__Exercise directions__:
Without the pictures, set down every line of the data exactly.

━━━ Supplied material

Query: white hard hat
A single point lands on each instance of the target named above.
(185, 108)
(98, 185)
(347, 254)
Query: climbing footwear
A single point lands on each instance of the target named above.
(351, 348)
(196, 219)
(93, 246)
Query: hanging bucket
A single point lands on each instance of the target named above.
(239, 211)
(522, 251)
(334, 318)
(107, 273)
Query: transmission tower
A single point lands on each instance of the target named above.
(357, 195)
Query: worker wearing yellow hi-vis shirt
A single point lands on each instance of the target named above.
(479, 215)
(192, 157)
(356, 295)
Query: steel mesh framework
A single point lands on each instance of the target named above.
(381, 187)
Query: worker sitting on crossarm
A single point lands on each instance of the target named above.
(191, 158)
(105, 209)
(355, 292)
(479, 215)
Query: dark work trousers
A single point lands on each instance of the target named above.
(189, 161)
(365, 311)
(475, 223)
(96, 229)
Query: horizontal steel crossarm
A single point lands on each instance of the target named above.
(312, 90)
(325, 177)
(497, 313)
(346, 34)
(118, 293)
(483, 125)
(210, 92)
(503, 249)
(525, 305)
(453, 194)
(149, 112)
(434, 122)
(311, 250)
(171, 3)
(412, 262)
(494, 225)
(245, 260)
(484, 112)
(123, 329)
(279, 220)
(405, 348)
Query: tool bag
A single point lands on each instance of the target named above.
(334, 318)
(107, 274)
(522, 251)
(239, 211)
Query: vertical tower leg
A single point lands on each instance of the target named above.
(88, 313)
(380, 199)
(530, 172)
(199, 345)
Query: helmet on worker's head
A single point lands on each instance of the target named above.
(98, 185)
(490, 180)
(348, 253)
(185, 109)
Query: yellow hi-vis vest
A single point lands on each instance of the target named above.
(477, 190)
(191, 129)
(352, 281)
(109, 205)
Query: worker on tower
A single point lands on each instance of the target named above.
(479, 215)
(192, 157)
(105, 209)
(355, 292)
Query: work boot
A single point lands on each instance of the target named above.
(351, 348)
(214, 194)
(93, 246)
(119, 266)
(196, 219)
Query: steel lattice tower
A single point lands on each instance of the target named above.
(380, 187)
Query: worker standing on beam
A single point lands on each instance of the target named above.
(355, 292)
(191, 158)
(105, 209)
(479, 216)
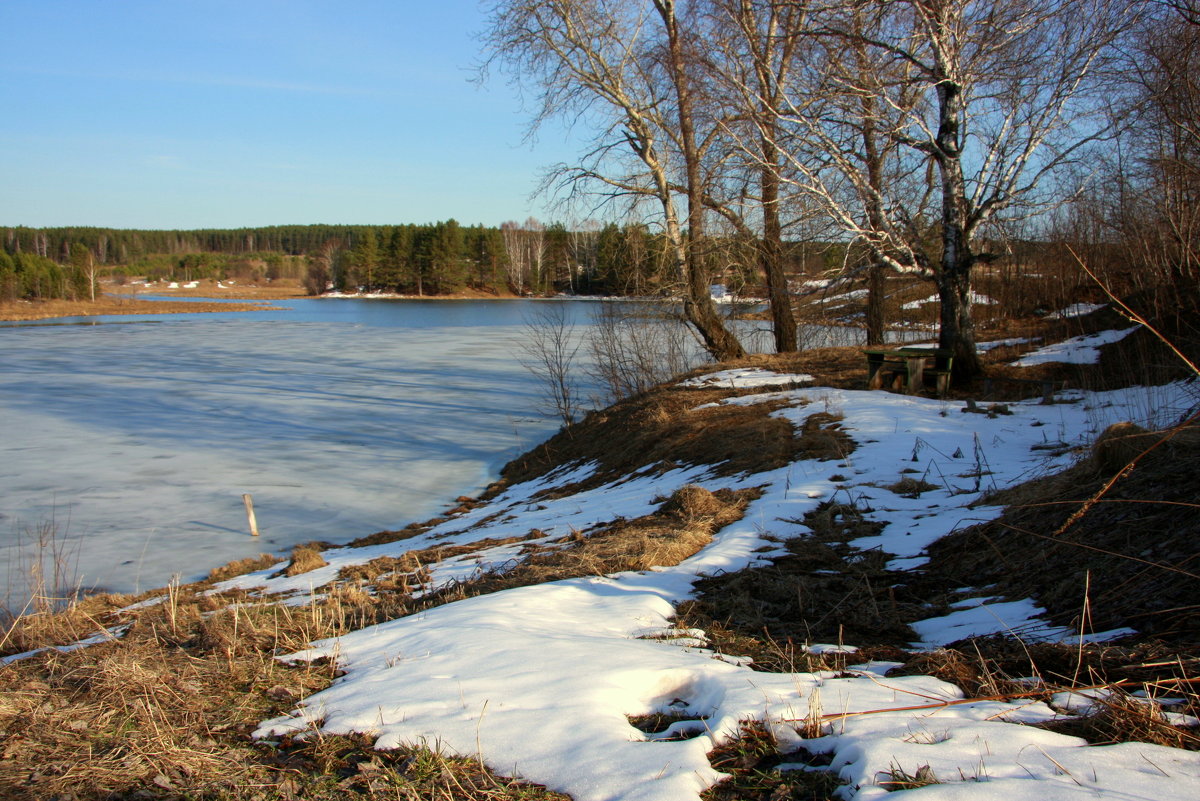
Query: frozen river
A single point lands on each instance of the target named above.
(133, 438)
(136, 437)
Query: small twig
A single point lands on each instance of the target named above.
(959, 702)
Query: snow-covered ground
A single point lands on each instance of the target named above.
(541, 680)
(1077, 350)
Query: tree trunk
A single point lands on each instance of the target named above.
(957, 324)
(772, 253)
(954, 271)
(699, 306)
(876, 293)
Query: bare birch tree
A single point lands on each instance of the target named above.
(979, 103)
(625, 67)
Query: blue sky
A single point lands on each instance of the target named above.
(225, 113)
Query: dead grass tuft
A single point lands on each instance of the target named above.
(243, 566)
(1126, 559)
(305, 558)
(750, 759)
(910, 487)
(1125, 718)
(670, 426)
(1119, 445)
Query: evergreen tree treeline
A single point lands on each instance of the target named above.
(439, 258)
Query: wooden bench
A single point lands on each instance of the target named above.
(906, 368)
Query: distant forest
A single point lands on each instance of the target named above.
(528, 258)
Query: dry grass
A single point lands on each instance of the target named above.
(669, 427)
(751, 758)
(166, 711)
(43, 309)
(1128, 559)
(243, 566)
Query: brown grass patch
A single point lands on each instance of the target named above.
(305, 558)
(43, 309)
(1131, 559)
(166, 712)
(910, 487)
(669, 427)
(243, 566)
(825, 590)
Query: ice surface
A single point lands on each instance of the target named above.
(136, 439)
(541, 680)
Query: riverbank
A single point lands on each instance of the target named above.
(45, 309)
(727, 585)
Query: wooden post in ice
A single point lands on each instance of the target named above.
(250, 513)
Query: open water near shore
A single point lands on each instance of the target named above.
(133, 438)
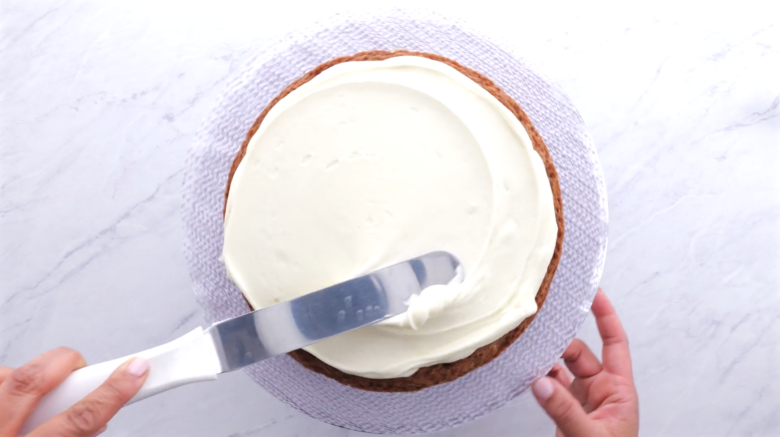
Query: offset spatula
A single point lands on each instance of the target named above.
(232, 344)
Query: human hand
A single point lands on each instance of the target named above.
(22, 388)
(601, 400)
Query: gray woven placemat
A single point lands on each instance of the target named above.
(584, 203)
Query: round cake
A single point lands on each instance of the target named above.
(378, 157)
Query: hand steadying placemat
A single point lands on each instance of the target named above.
(489, 387)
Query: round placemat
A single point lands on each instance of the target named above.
(489, 387)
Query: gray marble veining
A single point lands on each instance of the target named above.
(100, 100)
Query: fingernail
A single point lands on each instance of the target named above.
(138, 367)
(543, 388)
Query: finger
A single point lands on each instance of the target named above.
(4, 372)
(560, 374)
(615, 354)
(580, 360)
(25, 386)
(91, 414)
(563, 409)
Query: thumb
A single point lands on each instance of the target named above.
(563, 409)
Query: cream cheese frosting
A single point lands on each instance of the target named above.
(375, 162)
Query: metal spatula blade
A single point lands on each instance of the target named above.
(232, 344)
(291, 325)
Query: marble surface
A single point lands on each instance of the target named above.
(100, 100)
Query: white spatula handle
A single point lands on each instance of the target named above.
(190, 358)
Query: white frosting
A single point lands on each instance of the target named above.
(374, 162)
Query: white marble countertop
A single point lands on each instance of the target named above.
(99, 102)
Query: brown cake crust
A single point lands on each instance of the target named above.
(439, 373)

━━━━━━

__Solution to the problem__:
Query: white hard hat
A single point lands on each instance of the target named above.
(185, 108)
(98, 185)
(347, 254)
Query: climbing footwear
A single point lands on each instance of the target named above.
(351, 348)
(196, 219)
(93, 246)
Query: hanging bucket
A single point lands on each instance of the target named above.
(239, 211)
(522, 251)
(334, 318)
(107, 273)
Query: transmission tower
A single point lands on each instance of the target named above.
(357, 195)
Query: worker wearing yellow hi-vis shirt
A single point lands on each instance of the target named above.
(479, 215)
(192, 157)
(356, 295)
Query: steel mesh framework
A single point lands on each instance of the target named above.
(381, 187)
Query: worker sitting on crossarm
A single point lands on each instance of the target named above.
(191, 158)
(105, 209)
(355, 292)
(479, 215)
Query: dark work trousers
A single point lands on each instance of the target named above.
(189, 161)
(365, 311)
(475, 223)
(96, 229)
Query: horizontal steel crossarm
A single point lands on each instance of the target named above.
(312, 90)
(325, 177)
(497, 313)
(346, 34)
(118, 293)
(483, 125)
(210, 92)
(503, 249)
(525, 305)
(453, 194)
(149, 112)
(434, 122)
(311, 250)
(171, 3)
(412, 262)
(494, 225)
(245, 260)
(484, 112)
(123, 329)
(279, 220)
(405, 348)
Query: tool bag
A single point lands on each instance of the target named above.
(334, 318)
(107, 274)
(522, 251)
(239, 211)
Query: vertical tower leg
A single point lands on each instance of the target named above.
(88, 313)
(380, 199)
(530, 172)
(199, 345)
Query: helmet on worker's head
A single point lands on each instance of the target named above.
(98, 185)
(490, 180)
(348, 253)
(185, 109)
Query: yellow hi-vis vest
A single point lands on each instance of the target named above.
(477, 190)
(191, 129)
(352, 281)
(109, 205)
Query: worker on tower
A single point lands on each instance of the target named above.
(479, 215)
(192, 157)
(105, 209)
(355, 292)
Query: work boot
A single point lands on each instance of the target named above.
(351, 348)
(214, 194)
(93, 246)
(119, 266)
(196, 219)
Query: steel lattice tower
A single point lands on each instance of the target named above.
(380, 187)
Query: worker standing on beam
A single point lands on each instance of the target named above.
(355, 292)
(191, 158)
(105, 209)
(479, 216)
Query: frozen river
A single point lands on each instance of the target named above.
(133, 438)
(136, 437)
Query: small twig
A single point lands on each instance of the target named above.
(959, 702)
Query: snow-covered ground
A single point lands on each instance of the target named above.
(541, 680)
(1077, 350)
Query: tree trunk
A single point lands on each instance of the target named above.
(957, 324)
(772, 253)
(954, 271)
(699, 306)
(876, 293)
Query: bare birch tree
A single point lands on each instance of the target named above.
(979, 103)
(625, 67)
Query: blue sky
A single point lands on each instance of the target named above.
(225, 113)
Query: dead grass tuft
A single point lands on each instance of the target named above.
(243, 566)
(1126, 559)
(305, 558)
(750, 759)
(910, 487)
(1125, 718)
(670, 426)
(1119, 445)
Query: evergreen tree treeline
A single point lands on each instance of the target named above.
(439, 258)
Query: wooden bench
A single point lands on each instance of the target named above.
(906, 368)
Query: distant forest
A single point lands on each instance of the target named above.
(528, 258)
Query: dry grass
A single point lands on each instance of the target named above.
(669, 427)
(751, 758)
(166, 711)
(43, 309)
(1128, 559)
(243, 566)
Query: brown grass patch
A single point lands on each instance of the target named above.
(305, 558)
(43, 309)
(1131, 559)
(166, 712)
(910, 487)
(669, 427)
(243, 566)
(825, 590)
Query: ice surface
A single point lands on each instance of the target named above.
(136, 439)
(541, 680)
Query: riverbank
A single point lands on each instance of the target named above.
(45, 309)
(727, 585)
Query: wooden post in ice
A single point lands on each instance of the target named above.
(250, 513)
Query: open water near shore
A single point lands on each instance of the target named above.
(133, 438)
Query: offset spatula
A single point lands on each instance of the target named above.
(232, 344)
Query: human hand
A single point lands on each instance of the target named above.
(22, 388)
(601, 400)
Query: gray woven placemat
A single point lands on each instance of the target named above.
(584, 203)
Query: round cake
A single point lands on each instance of the target named above.
(378, 157)
Query: hand steadying placemat
A single point lands on each instance of the target named above.
(489, 387)
Query: round placemat
A single point lands on each instance of the target named above.
(489, 387)
Query: gray marble veining
A single point lands on each instance of the target named above.
(100, 100)
Query: fingernail
A single point lands on each instance of the target named above.
(138, 367)
(543, 388)
Query: finger
A single point lands on each instance of the target named above.
(4, 372)
(560, 374)
(615, 354)
(580, 360)
(25, 386)
(91, 414)
(563, 409)
Query: thumb
A single point lands on each instance of the target named above.
(563, 409)
Query: cream cheese frosting
A single point lands on each instance of the target named above.
(375, 162)
Query: metal spatula blade
A single point lands on each instance of the target named above.
(232, 344)
(291, 325)
Query: marble surface
A single point lands on each instance of the target named above.
(100, 100)
Query: white spatula handle
A single point lands on each instance of the target named above.
(190, 358)
Query: white frosting
A single point lands on each instance of the target named above.
(374, 162)
Query: white marble countertop
A single point lands on each instance of the target named above.
(99, 102)
Query: brown cake crust
A single point lands on each instance of the target named above.
(439, 373)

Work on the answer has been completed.